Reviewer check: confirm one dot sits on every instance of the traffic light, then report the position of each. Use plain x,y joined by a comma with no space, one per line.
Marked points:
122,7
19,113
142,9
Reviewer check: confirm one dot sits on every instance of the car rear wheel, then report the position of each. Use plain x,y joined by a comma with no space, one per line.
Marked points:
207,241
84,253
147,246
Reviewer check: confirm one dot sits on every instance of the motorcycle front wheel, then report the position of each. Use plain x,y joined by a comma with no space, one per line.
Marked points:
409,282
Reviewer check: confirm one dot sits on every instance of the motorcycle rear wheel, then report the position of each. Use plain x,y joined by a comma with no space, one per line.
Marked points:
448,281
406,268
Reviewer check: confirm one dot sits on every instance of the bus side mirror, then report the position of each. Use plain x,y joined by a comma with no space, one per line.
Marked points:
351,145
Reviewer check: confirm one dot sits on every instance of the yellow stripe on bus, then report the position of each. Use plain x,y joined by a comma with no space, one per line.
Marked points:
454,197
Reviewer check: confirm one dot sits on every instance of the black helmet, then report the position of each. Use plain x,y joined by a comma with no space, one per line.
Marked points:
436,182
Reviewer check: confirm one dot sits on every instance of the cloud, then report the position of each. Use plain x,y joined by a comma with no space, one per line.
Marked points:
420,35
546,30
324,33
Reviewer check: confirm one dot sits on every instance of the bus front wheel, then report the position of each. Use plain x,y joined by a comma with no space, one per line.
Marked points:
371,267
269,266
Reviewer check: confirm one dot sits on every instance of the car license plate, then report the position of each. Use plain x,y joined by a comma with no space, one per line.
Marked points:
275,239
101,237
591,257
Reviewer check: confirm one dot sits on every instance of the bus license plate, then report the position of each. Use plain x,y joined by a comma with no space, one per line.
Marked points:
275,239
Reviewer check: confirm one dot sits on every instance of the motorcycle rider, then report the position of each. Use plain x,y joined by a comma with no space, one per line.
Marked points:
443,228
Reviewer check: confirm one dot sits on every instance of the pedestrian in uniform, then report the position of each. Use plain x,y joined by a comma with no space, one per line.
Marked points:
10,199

Task directions:
Copy out all the material above, changing every "Marked points" to "Dot positions" and leaving everything else as it is.

Finished answer:
Reviewer check: confirm one dot sits on every instance of the traffic light, then report the position of each. Use plain x,y joined by a comma with no space, one per line.
Dot positions:
122,7
19,113
142,9
Reviewer check: confirm one dot sits on every instance of the car rear wheel, then report the position of each. Use plain x,y joined by a comma with no space, one per line.
Dot positions:
207,241
84,253
147,246
Reviewer check: confirm one dot sits on every instance of the motorcycle front wheel, then report the position of each. Use plain x,y joined by a comma with no space, one per line.
Dot positions:
409,282
Reviewer check: confirm one dot sits on every instance of the motorcycle rear wheel, then report the position of each. Use plain x,y joined by a comma with no space, one per line.
Dot positions:
448,281
406,268
Reviewer check: confirm one dot sits on every instance of the bus side mirror, then report the position of each. Use plain x,y joined by a comma with no space, one per line.
Dot positions:
351,145
Reviewer check: confirm one dot sits on every instance of the yellow stripe on bus, then report the position of each. Use plain x,y joined by a comma with no space, one per line.
Dot positions:
454,197
Reviewer check: confirm one dot sits on every instance of the black helmet, then report the position of each. Use plain x,y joined by a comma with no space, one per line.
Dot positions:
436,182
Reviewer check: confirm one dot sits on every instance of the cloud, then report the position of each. Use plain x,y joined by a comma with no space, one per line.
Dot positions:
420,35
546,30
324,33
Reviewer check: confirm one dot sits on every instance of the bus front wheel, then report the position of each. Use plain x,y joined by a comma with no space, one per line.
Dot positions:
371,267
269,266
Reviewer check: confirm one dot sits on every instance of the car license plate, then report the position of each. Use plain x,y joined by a comma with no space, one per line.
Dot positions:
275,239
101,237
591,257
Reviewer check: confirm one dot sits on every instance of the bus license plate, then report the position of each. Use plain x,y joined by a comma with no space, one per line.
Dot positions:
275,239
Reviewer check: confirm one dot sits on every instance of the motorcycle rider, then report the position of each. Use plain x,y joined by a comma with no space, one per line.
Dot positions:
443,228
Reviewer check: confirm one dot sits on every instance of the pedestrian in uniform, then report the position of each. Use plain x,y joined by a comma with no space, one per line.
Dot positions:
10,199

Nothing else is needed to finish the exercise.